OBJECTIVES:
(a) In the text about the poetry reading, what are the names of the organizers and founders of The Thunderhead Writers Collective?
(b) Reproduce a passage from the text about the poetry reading, beginning at the words "No, I said." and stopping after the words "read my poetry?".

EXTRACT:
# # #

No, I said. Art is invaluable, everyone knows that, I said.

In that moment I couldn’t quite express to them what I was trying to ask, but I think I can now. The public of poetry isn’t necessary persay. People could write poetry, keep it for themselves, and be fulfilled by it. That’s what I do. If they’re really talented, like Billy Collins, they could publish it in a book and create a public around said talent. But what was the purpose of me standing in front of an auditorium of strangers (all of whom were a public gathered around the famous poet) to read my poetry?

The night started off with determining the order of speakers. The organizers and founders of The Thunderhead Writers Collective introduced themselves and thanked us “deeply” for participating in this event. Their names are Molly and Kelsey. We sat back in the auditorium, and then we spoke. The audience clapped after everyone, and at the end Molly and Kelsey went onstage to thank the audience and the speakers again. Afterwards, the audience told the directors of the Thunderhead Writer’s Collective that they would have liked to hear more and thanked them for organizing the opening. This public is a very appreciative one.

# # #

MATERIAL PROVIDED:
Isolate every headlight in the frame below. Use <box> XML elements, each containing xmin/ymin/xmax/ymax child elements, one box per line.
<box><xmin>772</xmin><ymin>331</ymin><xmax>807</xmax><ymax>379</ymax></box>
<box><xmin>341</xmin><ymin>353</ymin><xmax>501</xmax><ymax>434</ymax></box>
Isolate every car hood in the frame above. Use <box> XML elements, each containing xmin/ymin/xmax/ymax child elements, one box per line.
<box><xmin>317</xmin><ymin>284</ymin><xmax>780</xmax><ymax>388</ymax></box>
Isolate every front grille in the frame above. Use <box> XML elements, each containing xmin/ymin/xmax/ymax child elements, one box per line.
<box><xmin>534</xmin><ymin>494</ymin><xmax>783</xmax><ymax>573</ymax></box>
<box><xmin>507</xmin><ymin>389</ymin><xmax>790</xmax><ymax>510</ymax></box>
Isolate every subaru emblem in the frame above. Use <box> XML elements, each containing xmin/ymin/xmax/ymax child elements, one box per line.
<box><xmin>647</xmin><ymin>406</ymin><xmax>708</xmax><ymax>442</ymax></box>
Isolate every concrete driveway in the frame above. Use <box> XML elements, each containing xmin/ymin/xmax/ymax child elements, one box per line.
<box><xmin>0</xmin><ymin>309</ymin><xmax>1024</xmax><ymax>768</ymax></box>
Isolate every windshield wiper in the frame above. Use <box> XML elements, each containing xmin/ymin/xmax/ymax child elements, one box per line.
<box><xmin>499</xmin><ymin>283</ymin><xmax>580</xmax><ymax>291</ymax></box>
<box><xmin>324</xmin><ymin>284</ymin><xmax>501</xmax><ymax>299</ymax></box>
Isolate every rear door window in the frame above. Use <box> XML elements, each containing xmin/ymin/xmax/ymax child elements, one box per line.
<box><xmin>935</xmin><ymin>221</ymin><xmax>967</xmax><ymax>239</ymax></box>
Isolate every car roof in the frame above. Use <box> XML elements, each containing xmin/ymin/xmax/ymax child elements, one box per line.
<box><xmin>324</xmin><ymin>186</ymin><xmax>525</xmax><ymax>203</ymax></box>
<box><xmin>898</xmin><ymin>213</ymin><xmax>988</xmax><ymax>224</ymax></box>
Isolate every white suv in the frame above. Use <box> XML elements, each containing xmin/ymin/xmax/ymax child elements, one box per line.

# # #

WRITTEN ANSWERS:
(a) Molly and Kelsey.

(b)
No, I said. Art is invaluable, everyone knows that, I said.

In that moment I couldn’t quite express to them what I was trying to ask, but I think I can now. The public of poetry isn’t necessary persay. People could write poetry, keep it for themselves, and be fulfilled by it. That’s what I do. If they’re really talented, like Billy Collins, they could publish it in a book and create a public around said talent. But what was the purpose of me standing in front of an auditorium of strangers (all of whom were a public gathered around the famous poet) to read my poetry?